- WRITTEN TASK
Reproduce every line of the material below word for word, keeping each one unchanged.

- Excerpts of pointing data
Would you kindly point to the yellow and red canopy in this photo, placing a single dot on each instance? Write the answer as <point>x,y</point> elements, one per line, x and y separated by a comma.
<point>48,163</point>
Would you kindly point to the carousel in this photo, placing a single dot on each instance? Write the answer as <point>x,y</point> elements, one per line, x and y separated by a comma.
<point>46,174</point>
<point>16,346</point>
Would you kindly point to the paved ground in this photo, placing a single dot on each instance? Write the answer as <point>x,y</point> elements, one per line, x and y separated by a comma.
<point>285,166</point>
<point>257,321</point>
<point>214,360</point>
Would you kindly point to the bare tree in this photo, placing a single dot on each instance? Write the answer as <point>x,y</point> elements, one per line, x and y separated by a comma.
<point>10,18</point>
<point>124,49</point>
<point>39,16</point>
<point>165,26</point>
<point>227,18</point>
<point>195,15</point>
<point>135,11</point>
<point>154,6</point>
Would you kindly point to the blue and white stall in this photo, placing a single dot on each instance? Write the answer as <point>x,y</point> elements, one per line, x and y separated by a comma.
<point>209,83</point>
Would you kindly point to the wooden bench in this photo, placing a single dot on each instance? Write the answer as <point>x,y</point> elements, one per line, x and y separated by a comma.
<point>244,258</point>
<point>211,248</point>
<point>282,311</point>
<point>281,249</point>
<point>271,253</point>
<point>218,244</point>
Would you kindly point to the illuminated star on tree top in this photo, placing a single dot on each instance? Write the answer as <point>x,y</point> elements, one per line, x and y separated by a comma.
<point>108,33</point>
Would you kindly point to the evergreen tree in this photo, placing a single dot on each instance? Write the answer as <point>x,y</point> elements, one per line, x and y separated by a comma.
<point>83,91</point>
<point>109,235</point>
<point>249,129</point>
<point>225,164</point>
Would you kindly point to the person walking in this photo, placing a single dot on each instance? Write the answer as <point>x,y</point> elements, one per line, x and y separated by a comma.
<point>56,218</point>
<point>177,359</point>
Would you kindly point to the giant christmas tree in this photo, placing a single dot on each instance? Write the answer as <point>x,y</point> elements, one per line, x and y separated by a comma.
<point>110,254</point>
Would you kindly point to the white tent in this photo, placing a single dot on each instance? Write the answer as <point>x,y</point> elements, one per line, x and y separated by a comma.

- SOLUTION TO THIS TASK
Would you kindly point to the yellow and red canopy in this photo, placing a single dot on each instance? Write the answer as <point>x,y</point> elements, one per line, x and y separated by a comma.
<point>48,163</point>
Would you kindly point to the carousel in this photo, placing a single dot on each instance? Write the answer as <point>x,y</point> elements, one per line, x and y separated by a comma.
<point>46,174</point>
<point>16,346</point>
Would you kindly point to the paved ground in this photo, placing a single dot on each instance? Write the answer as <point>x,y</point> elements, one per line, x and y separated by a comma.
<point>285,166</point>
<point>257,321</point>
<point>214,360</point>
Would you kindly point to the bare tree in this photo, placing a single dot on each instance? Write the answer as <point>x,y</point> elements, one per line, x and y separated by a comma.
<point>10,18</point>
<point>124,49</point>
<point>39,16</point>
<point>165,26</point>
<point>227,18</point>
<point>195,15</point>
<point>135,11</point>
<point>154,6</point>
Would you kindly point to the blue and white stall in this photo, placing a single dot on each instance? Write the answer as <point>x,y</point> elements, one per line, x and y separated by a comma.
<point>209,83</point>
Would you kindly point to the wooden bench in this photo, placing a single dot on each instance? Write the answer as <point>x,y</point> elements, one per line, x and y separated by a comma.
<point>244,258</point>
<point>211,248</point>
<point>282,311</point>
<point>281,249</point>
<point>271,253</point>
<point>218,244</point>
Would you kindly point to the illuminated star on tree top in this photo, placing a single dot on each instance? Write the answer as <point>x,y</point> elements, one per line, x and y separated by a comma.
<point>108,33</point>
Would you kindly point to the evergreen tree in this photo, placing a single dot on each instance? Write the answer as <point>x,y</point> elements, one per line, x and y separated by a comma.
<point>83,91</point>
<point>109,235</point>
<point>249,129</point>
<point>225,164</point>
Would you kindly point to the person walking in this photo, placing a single dot on each instance? Write the answer as <point>x,y</point> elements, one per line, x and y separated by a comma.
<point>56,218</point>
<point>177,359</point>
Would you kindly point to the giant christmas tree in this photo, placing a single dot on each instance? Write the answer as <point>x,y</point> elements, one per line, x and y separated by a comma.
<point>110,254</point>
Would you kindly point to the white tent in this photo, placing a single dot on each instance? Write the answer as <point>x,y</point> elements, one per line, x and y separated by a comma.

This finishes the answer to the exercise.